▶ Passage provided
Content starts

Myra proves radically popular with the students, while soon becoming a thorn in Buck's side. At a student's party, after "mixing gin and marijuana", Myra gets "stoned out of her head" and suffers visions before passing out in a bathroom. Myra attends an orgy arranged by a student. She intends only to observe but suffers a "rude intrusion" by a member of the band The Four Skins, from which she derives a perverse, masochistic enjoyment.

Out of an obscure desire to be avenged on the male sex for the indignities suffered by Myron during his long period of homosexuality, Myra preys upon a student named Rusty Godowski, a muscular ex-footballer, and ultimately anally violates him with a strap on. The rape causes Rusty's relationship with Mary-Ann, his girlfriend and fellow student (whom Myra has taken under her wing), to deteriorate. The two break up, and Rusty begins a relationship with Letitia Van Allen, a casting agent who has sex with the male clients she represents. Rusty, previously a gentle lover, has been transformed by his assault at Myra's hands into a violent and brutish sex partner, to Letitia's great delight. Myra's lesbian overtures to Mary-Ann, conversely, are continually frustrated.

Meanwhile, in a meeting in Buck's office his lawyers produce a trump card: no death certificate exists for Myron Breckinridge in New York, and if he is not dead his will has no legal bearing. At this juncture, Myra stands and reveals her vaginoplasty scars, disclosing that she and Myron are the same person and that she is thus entitled to Gertrude's share of the property. Frightened, disgusted, and shocked, Buck concedes defeat, privately commenting that if he could get away with murdering her he would.

Soon after her triumph, Myra is severely injured in a hit-and-run car accident, and while she is comatose in hospital her breast implants are removed. Upon discovering this when her plaster casts are taken off, Myra attempts suicide. The novel ends with a time-skip to three years in the future; Myra is now living as Myron and is married to Mary-Ann; the two have found moderate success in showbiz, and Myron wonders how he could ever have held such grandiose aspirations.

==Writing==
Vidal first contemplated writing Myra Breckinridge as a sketch for the risqué revue Oh! Calcutta! but quickly decided to develop the story into a novel. He wrote the first draft in Rome over the course of a month. About two weeks into writing the novel, Vidal decided to make Myra transgender. The name "Breckinridge" was taken from Bunny Breckinridge, an associate of director Ed Wood, and a stage performer whose openly gay, flamboyantly transgressive life partly inspired Vidal's novel.

==Analysis==
According to critic Robert F. Kiernan, Myra Breckinridge explores the mutability of gender role and sexual orientation as being social constructs established by social mores. The first novel whose main character undergoes a clinical sex-change, it was praised by Edmund Miller as "a brilliantly chosen image for satire of contemporary mores." Arnie Kantrowitz called the titular character a "comic surrogate [who] looks at life from both sides" and "wields a wicked dildo in her war against gender roles". Joseph Cady wrote that the novel "skewers conventional American sexuality".

Content ends

▶ Task description
Revise the passage from "Soon after her" through "such grandiose aspirations.", replacing "comatose" with "unconscious".

▶ Record excerpts
Content starts

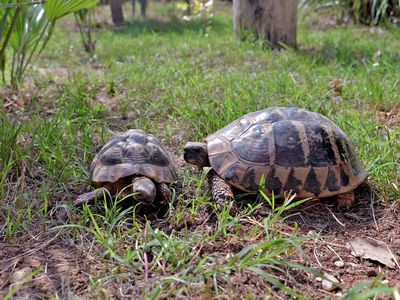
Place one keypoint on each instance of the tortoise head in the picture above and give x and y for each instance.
(197, 154)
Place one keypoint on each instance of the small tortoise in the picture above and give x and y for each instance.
(293, 149)
(132, 162)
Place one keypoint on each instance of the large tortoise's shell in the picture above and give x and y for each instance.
(133, 152)
(292, 148)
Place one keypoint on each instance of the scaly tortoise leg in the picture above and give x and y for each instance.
(221, 191)
(164, 193)
(346, 200)
(90, 196)
(144, 189)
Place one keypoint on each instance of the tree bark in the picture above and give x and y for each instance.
(274, 21)
(116, 12)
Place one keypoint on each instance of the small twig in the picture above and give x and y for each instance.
(316, 257)
(146, 267)
(330, 248)
(373, 210)
(333, 215)
(394, 258)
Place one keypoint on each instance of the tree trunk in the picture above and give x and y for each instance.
(116, 12)
(275, 21)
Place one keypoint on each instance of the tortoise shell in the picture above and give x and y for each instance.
(133, 152)
(294, 149)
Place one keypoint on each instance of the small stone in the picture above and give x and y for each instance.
(24, 274)
(328, 283)
(339, 263)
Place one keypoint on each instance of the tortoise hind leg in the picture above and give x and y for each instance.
(346, 200)
(164, 193)
(90, 196)
(221, 190)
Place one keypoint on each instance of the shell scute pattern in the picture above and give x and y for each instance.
(292, 148)
(132, 153)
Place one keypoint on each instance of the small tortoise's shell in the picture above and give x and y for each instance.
(133, 152)
(294, 149)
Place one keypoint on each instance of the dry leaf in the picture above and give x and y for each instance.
(365, 249)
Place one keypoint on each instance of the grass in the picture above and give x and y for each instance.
(182, 81)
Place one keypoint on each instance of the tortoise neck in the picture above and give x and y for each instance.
(197, 154)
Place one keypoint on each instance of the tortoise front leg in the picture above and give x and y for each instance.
(346, 200)
(164, 193)
(90, 196)
(221, 190)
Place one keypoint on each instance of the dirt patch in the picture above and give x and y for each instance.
(332, 229)
(39, 269)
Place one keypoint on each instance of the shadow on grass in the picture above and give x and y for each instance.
(172, 25)
(349, 51)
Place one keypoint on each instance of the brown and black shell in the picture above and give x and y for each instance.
(294, 149)
(133, 152)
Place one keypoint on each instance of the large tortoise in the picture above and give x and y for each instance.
(293, 149)
(132, 162)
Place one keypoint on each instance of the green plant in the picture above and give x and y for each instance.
(28, 27)
(83, 21)
(369, 12)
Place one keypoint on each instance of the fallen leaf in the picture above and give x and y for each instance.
(368, 250)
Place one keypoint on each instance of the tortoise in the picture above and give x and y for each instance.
(132, 162)
(293, 149)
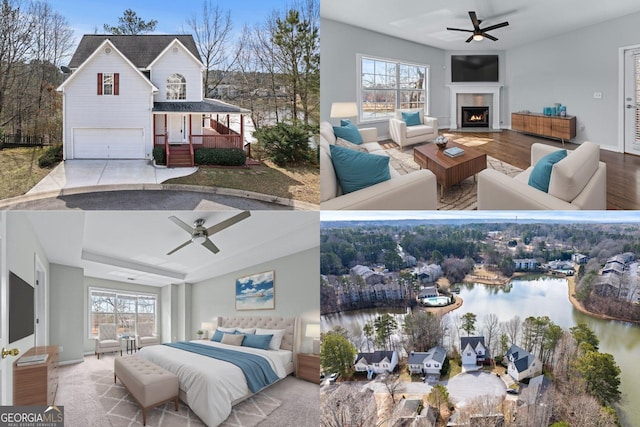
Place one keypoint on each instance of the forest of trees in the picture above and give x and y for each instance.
(280, 56)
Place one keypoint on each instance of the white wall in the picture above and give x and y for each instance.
(568, 69)
(338, 79)
(297, 292)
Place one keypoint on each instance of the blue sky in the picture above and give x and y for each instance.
(499, 216)
(85, 16)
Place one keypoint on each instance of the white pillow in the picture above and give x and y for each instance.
(276, 340)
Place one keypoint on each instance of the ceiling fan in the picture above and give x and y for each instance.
(200, 234)
(479, 33)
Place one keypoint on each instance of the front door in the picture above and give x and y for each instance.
(632, 101)
(178, 129)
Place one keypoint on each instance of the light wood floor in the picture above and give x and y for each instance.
(623, 170)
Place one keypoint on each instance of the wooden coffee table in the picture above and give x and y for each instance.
(450, 171)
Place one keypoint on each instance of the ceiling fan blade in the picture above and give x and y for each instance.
(188, 242)
(228, 222)
(182, 224)
(494, 27)
(209, 245)
(474, 20)
(459, 29)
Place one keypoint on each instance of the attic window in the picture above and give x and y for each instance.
(176, 87)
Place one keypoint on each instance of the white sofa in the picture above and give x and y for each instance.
(404, 135)
(413, 191)
(579, 181)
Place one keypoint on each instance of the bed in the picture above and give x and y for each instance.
(211, 387)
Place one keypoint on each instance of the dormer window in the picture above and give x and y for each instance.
(176, 87)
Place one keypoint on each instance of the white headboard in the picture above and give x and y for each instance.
(286, 323)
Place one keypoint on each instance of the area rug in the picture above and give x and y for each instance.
(461, 196)
(122, 410)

Content ends

▶ Final answer
Soon after her triumph, Myra is severely injured in a hit-and-run car accident, and while she is unconscious in hospital her breast implants are removed. Upon discovering this when her plaster casts are taken off, Myra attempts suicide. The novel ends with a time-skip to three years in the future; Myra is now living as Myron and is married to Mary-Ann; the two have found moderate success in showbiz, and Myron wonders how he could ever have held such grandiose aspirations.